-- What is expected --
Rewrite the stretch of items from the line containing "airplane, I would be grateful." through the end of the items, keeping every line, requests included. In the answers only, multiply each outline point coordinate by 1.3 and round to a whole number, with halves rounded up.

********************

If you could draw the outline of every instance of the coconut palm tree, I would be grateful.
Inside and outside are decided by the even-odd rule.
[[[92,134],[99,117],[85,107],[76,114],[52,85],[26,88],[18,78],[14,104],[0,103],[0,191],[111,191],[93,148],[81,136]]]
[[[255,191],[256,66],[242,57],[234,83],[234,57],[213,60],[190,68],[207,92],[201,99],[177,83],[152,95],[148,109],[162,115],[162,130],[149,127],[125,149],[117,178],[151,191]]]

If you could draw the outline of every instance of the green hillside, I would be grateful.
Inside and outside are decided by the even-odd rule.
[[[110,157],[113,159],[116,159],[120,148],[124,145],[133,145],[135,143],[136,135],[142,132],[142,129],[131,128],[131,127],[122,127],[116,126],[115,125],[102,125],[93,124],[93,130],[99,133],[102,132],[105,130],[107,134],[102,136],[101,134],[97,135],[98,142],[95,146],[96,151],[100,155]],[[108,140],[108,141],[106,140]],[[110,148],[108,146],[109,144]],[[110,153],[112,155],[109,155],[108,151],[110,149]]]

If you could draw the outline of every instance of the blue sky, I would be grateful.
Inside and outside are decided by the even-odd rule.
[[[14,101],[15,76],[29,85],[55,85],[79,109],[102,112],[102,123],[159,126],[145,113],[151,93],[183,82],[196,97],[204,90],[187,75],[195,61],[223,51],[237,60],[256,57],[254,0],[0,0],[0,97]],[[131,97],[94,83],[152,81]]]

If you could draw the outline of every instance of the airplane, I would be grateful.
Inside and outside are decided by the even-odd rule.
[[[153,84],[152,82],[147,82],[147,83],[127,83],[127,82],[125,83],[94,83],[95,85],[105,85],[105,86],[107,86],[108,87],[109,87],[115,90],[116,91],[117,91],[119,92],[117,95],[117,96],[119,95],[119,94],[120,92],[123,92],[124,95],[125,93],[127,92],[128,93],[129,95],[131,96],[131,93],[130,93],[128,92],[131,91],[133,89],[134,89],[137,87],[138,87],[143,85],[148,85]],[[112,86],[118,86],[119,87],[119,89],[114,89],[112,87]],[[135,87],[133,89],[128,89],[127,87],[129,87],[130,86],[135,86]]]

********************

-- Correct answer --
If you could draw the outline of every instance of the airplane, I would be grateful.
Inside and outside are decided by the even-odd rule.
[[[199,109],[198,107],[191,107],[191,108],[165,108],[165,107],[163,108],[122,108],[124,111],[137,111],[137,112],[139,112],[140,113],[142,113],[150,117],[151,118],[152,118],[155,120],[152,124],[152,125],[155,124],[155,122],[156,120],[160,120],[161,124],[163,121],[165,120],[166,121],[168,124],[170,125],[170,121],[169,121],[166,120],[170,118],[173,116],[174,116],[178,113],[179,113],[186,111],[192,111]],[[146,112],[153,112],[155,113],[155,116],[148,116],[146,113]],[[176,113],[173,116],[166,116],[165,113],[168,113],[169,112],[176,112]]]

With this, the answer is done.